Reproduce the material from the line containing "Placement rule: one point per instance of the gray" up to and including the line containing "column 198, row 345", with every character unchanged.

__LISTED RECORDS__.
━━━━━━━━━━━━━━━━━━━━━━━━━━━━━━
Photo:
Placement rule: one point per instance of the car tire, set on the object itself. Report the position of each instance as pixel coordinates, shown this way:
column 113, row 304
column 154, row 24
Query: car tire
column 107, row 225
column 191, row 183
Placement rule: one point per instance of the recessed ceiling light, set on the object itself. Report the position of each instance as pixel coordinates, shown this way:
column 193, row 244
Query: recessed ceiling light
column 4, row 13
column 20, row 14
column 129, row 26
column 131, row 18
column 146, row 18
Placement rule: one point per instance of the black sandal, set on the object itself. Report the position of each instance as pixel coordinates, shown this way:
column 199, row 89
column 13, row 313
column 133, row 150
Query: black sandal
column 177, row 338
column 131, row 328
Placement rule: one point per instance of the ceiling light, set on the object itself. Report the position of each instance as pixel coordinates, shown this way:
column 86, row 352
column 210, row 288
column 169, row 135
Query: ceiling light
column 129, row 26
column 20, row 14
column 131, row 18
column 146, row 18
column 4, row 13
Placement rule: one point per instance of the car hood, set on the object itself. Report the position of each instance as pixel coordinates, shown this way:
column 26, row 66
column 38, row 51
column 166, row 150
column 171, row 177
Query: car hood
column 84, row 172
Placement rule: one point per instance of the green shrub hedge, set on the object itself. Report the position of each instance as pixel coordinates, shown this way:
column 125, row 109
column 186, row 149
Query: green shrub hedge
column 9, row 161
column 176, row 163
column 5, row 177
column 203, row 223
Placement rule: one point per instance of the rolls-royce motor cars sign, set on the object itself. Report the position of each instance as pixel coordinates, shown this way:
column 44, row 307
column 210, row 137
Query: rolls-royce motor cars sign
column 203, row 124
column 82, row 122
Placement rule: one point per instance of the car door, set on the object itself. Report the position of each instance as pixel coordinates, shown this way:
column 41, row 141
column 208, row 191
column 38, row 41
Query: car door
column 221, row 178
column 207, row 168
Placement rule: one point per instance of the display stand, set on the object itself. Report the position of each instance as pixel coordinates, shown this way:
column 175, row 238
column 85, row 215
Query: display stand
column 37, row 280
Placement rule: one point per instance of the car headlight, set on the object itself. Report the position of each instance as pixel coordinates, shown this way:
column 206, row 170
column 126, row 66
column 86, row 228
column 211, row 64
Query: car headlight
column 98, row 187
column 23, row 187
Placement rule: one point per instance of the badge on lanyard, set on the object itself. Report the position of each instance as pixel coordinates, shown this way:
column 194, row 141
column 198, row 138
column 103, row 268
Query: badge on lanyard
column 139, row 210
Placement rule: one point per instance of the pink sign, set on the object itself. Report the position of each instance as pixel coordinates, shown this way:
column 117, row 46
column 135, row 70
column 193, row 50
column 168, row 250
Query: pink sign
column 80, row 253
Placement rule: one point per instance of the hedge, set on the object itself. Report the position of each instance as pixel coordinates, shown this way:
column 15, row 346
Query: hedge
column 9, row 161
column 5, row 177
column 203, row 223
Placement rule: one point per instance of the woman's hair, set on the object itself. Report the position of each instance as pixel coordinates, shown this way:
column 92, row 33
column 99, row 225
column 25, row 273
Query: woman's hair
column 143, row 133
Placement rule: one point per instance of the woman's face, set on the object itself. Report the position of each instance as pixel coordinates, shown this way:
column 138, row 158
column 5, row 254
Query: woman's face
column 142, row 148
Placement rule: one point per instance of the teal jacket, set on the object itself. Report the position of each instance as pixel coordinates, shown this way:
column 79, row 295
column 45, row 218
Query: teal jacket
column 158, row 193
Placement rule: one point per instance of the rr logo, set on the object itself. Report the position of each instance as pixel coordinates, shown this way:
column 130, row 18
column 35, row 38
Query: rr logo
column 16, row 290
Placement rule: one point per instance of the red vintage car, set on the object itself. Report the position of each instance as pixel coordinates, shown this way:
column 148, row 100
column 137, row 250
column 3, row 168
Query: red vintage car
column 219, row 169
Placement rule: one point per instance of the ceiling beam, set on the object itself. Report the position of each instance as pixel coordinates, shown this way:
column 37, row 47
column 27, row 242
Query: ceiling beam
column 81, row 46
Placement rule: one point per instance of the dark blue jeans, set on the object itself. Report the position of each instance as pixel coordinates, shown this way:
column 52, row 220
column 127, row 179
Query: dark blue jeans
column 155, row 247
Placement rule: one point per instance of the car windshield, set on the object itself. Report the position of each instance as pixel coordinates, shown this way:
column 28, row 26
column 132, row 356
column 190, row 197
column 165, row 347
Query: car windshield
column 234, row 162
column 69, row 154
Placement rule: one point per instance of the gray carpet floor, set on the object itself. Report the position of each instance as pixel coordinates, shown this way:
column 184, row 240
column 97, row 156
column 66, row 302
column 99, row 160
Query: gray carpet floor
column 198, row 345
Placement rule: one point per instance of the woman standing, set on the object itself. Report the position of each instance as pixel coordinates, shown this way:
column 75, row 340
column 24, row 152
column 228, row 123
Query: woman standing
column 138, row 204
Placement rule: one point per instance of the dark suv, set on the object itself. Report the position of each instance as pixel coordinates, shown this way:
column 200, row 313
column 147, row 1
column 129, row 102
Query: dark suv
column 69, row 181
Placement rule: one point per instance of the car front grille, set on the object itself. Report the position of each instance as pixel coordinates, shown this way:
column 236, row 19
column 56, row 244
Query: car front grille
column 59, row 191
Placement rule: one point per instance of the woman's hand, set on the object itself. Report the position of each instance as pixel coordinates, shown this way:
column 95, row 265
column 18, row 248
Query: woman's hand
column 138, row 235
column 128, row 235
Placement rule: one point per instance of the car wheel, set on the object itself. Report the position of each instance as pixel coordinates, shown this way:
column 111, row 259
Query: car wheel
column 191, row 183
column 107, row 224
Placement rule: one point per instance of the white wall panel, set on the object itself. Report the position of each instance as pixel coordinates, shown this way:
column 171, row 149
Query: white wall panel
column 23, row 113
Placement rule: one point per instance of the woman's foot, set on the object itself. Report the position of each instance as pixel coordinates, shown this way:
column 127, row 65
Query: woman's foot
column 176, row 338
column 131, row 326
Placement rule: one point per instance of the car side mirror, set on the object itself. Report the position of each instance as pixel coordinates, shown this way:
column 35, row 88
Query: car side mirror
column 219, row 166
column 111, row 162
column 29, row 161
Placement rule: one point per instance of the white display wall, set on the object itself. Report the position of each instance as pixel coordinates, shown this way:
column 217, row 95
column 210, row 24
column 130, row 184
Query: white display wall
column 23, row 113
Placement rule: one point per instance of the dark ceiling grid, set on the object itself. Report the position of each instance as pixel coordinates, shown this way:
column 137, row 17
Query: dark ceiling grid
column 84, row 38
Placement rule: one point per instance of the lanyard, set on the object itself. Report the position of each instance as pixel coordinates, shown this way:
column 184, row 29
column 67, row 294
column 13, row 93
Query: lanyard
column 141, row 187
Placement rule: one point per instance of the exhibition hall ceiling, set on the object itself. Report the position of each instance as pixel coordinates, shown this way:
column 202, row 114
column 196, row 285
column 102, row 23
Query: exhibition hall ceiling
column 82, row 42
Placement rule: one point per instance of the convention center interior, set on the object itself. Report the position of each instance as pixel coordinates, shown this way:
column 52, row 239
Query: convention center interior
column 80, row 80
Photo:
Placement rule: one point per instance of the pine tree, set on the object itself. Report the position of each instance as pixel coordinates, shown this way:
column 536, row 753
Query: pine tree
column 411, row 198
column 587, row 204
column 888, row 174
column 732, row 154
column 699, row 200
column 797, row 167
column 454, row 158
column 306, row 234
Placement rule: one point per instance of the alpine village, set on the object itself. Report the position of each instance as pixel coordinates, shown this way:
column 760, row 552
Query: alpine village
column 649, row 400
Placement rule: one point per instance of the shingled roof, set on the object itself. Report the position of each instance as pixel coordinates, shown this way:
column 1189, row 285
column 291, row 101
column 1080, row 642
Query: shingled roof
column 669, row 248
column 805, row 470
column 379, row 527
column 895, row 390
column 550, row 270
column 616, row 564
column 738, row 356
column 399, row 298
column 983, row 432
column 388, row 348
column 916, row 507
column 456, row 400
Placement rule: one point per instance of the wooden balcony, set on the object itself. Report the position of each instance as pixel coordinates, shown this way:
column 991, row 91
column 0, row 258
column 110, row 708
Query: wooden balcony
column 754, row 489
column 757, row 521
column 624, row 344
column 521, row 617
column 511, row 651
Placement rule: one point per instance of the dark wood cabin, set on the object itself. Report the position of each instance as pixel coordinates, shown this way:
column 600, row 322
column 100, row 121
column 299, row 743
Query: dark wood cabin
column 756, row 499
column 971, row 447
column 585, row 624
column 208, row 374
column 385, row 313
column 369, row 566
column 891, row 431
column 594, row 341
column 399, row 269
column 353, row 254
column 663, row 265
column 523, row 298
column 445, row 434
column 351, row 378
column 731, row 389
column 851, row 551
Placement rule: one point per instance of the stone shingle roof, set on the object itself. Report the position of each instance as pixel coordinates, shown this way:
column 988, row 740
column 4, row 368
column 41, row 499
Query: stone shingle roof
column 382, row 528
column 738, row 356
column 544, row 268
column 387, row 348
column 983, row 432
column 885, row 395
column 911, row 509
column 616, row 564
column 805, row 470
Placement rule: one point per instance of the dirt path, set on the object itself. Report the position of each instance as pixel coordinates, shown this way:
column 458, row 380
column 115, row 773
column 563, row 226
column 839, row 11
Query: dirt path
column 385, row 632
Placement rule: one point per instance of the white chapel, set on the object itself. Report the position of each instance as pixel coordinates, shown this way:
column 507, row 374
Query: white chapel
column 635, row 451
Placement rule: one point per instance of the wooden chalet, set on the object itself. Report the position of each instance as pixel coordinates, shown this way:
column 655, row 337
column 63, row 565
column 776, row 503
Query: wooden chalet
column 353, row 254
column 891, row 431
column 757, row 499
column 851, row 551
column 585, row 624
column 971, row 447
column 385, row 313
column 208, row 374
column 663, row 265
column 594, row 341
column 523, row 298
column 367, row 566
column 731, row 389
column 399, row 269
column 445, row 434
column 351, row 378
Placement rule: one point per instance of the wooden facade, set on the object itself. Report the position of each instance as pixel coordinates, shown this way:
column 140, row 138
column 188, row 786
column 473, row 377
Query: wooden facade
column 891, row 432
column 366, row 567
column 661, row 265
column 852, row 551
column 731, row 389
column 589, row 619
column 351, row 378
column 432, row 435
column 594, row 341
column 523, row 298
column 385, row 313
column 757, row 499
━━━━━━━━━━━━━━━━━━━━━━━━━━━━━━
__SOLVED PROBLEM__.
Placement rule: one point per instance of the gray carpet floor, set on the object itself. Report the position of each instance as pixel coordinates, shown this way:
column 184, row 240
column 97, row 156
column 66, row 302
column 99, row 160
Query: gray carpet floor
column 198, row 345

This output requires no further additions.